## [Task prompt]
Would you copy out the whole listing exactly as given?

## [Exercise materials]

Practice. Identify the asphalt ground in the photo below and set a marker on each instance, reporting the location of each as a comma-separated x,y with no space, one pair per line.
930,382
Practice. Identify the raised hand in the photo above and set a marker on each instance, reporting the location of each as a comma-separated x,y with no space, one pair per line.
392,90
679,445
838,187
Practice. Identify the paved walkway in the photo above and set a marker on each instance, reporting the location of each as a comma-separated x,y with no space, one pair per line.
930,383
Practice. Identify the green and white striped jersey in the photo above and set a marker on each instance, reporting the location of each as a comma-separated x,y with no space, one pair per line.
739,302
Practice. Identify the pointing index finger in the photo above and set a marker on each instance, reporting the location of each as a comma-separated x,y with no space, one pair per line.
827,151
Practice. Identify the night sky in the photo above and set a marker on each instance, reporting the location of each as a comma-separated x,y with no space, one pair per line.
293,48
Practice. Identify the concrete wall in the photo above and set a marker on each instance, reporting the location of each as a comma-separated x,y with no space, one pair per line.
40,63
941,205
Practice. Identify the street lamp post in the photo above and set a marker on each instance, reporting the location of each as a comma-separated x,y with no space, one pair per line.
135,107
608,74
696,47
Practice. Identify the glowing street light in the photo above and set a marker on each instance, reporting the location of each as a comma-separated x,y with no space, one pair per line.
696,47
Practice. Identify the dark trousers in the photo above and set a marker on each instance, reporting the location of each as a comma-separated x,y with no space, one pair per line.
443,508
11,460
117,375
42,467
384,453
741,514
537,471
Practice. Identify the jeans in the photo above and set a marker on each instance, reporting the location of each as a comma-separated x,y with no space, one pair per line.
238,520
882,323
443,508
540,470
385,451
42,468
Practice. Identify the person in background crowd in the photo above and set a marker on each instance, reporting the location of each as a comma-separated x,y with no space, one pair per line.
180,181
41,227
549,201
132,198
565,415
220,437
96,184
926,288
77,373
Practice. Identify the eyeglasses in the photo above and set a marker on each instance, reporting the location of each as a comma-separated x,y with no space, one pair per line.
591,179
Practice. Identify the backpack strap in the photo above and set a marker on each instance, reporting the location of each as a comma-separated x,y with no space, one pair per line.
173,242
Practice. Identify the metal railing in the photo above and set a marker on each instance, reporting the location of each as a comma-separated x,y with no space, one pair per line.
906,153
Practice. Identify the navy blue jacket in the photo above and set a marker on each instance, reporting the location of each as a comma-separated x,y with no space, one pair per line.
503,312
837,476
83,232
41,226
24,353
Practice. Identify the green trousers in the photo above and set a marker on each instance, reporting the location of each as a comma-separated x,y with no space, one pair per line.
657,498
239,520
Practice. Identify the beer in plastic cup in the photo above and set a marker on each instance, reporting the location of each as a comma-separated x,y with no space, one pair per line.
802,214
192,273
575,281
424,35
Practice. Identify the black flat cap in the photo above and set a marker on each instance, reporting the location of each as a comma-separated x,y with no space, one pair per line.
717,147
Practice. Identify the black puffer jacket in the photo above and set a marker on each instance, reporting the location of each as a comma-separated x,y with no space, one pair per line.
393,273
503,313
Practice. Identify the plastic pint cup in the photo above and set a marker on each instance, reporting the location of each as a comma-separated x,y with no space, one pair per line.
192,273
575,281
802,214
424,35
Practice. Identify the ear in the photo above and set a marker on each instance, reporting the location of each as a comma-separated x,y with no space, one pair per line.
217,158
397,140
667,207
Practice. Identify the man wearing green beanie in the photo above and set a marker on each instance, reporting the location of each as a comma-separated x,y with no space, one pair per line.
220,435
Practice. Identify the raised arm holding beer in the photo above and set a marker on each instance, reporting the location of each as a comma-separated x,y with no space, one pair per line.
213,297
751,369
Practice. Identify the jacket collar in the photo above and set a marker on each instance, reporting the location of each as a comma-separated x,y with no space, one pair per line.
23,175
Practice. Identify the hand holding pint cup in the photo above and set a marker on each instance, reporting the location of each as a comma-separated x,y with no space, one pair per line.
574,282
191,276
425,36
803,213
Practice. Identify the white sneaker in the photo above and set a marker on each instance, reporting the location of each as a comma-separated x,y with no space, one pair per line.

## [Solution to the problem]
Practice. Identify the asphalt ground in the photo below and set a marker on each instance, reporting the location of each as a comma-separated x,y with no space, one pair per line.
930,382
Practice. Identify the raised hand in the photo above and set a marker on each instance, reporting the location of each as a comma-separated x,y with no space, one pair per line.
392,90
679,445
838,187
Practice. Identify the paved walkway in the photo above and set a marker on each instance, reporting the location of each as a comma-separated x,y with no space, one pair per line.
930,383
Practice. Identify the green and white striped jersey in the photo above and set a marker on each instance, reporting the location of each as a comma-separated x,y with no space, one pair per line.
739,302
Practice. Identify the pointing index finger in the photo above and set a marker on each instance, reporting the location of each as a comma-separated x,y with no space, one pair per line.
827,151
Practice. Identify the night sky in the photo above and set a marker on each instance, reporting the location of each as a comma-separated x,y with no space, one pair per line.
293,48
Practice. Identify the concrete wall in the photo above and set a marker on each instance, reporting the location of each as a comma-separated x,y with no space, one pair per line.
40,63
941,205
Practice. Identify the street lamp post in the photo above and set a marker on each instance, reporting the location of each as a comma-separated x,y with no space, one pair per line.
135,107
608,74
696,47
Practice. Identify the glowing street light in the photo above and set a marker on each instance, reporting the location of each as a comma-separated x,y with no space, one pair per line.
696,47
Practice. Identify the dark trousers in the photo above and set a marker on each instance, reporting the location of each as a comma-separated x,y with no space, one pair per line.
443,508
11,460
117,375
42,467
384,453
741,514
537,471
Practice. Identify the jeans in the photo above and set a marker on each instance, reporting the location of each as a comma-separated x,y with no space, one pair per line.
238,520
882,323
443,508
540,470
385,451
42,468
Practice. Identify the person in background crowd in the photo above and set a marker on each instance, reporting the location of each as a comma-separated x,y with no space, one pair per line.
180,181
41,227
549,201
132,198
565,415
220,437
96,184
926,288
77,373
Practice. Identify the eyeglasses in the photo above and set a marker on each instance, reporting the location of each as a comma-separated x,y with no space, one pair per line.
591,179
Practice. Identify the backpack strap in the photo above and set a marker on each instance, reporting the location of each as a comma-separated x,y with no space, one pair per line.
173,242
Practice. Identify the metal railing in the photo above and set a marker on each instance, reporting the location of each as a comma-separated x,y with no space, one pair per line.
906,153
Practice. Identify the navy blue jacket in the photo above and set a marker on each instance, reporting the location of each as a comma-separated x,y with no space, one pair per line.
503,312
837,476
83,232
41,226
24,353
Practice. Identify the green trousers in the photo above and set a marker on each instance, reporting the location of each as a comma-separated x,y with no space, one pair per line.
657,498
239,520
Practice. Identify the beer in plastic cup in the photo above and set a marker on each instance, reporting the location of each as a comma-separated x,y with no space, one pair per line.
802,214
192,273
575,281
424,35
Practice. Identify the black flat cap in the photo above and set a marker on each instance, reporting the location of each as a comma-separated x,y with no space, one pair per line.
717,147
Practice. Identify the black puffer jacket in the photo above and set a marker on each instance, reporting the location of each as a comma-separated x,y with no space, one pair per line.
393,273
503,313
Practice. Identify the plastic pint cup in the photo above and set a marker on each instance, reporting the location of each as a comma-separated x,y with no space, one pair per line.
192,273
575,281
802,214
424,35
Practice. Identify the ear in the photo above and set a marker on each instance, reporting the location of each as a comma-separated x,y with no space, one pair per line.
217,158
397,140
667,207
Practice. Identify the man wearing green beanie in the photo above and set a marker on each instance, reporting the location of each as a comma-separated x,y with no space, one pair per line.
220,435
Practice. Identify the raised arm holding beer in the photo above and set a marker on each instance, reporting the location of each as a comma-separated x,y with no space, one pair per line.
213,297
751,369
Practice. Identify the jacket collar in the photo above and set a marker on each instance, reporting the location of each as a comma-separated x,y with no space, one pair per line.
23,175
Practice. Identify the hand holding pint cup in the photo above and set a marker on each instance, reporting the location of each as a comma-separated x,y with no space, one pair per line.
574,282
191,276
425,36
803,213
Practice. Identify the white sneaker in the photo above and set a marker on each instance, reporting the location of each as a comma-separated x,y with no space, one pair per line.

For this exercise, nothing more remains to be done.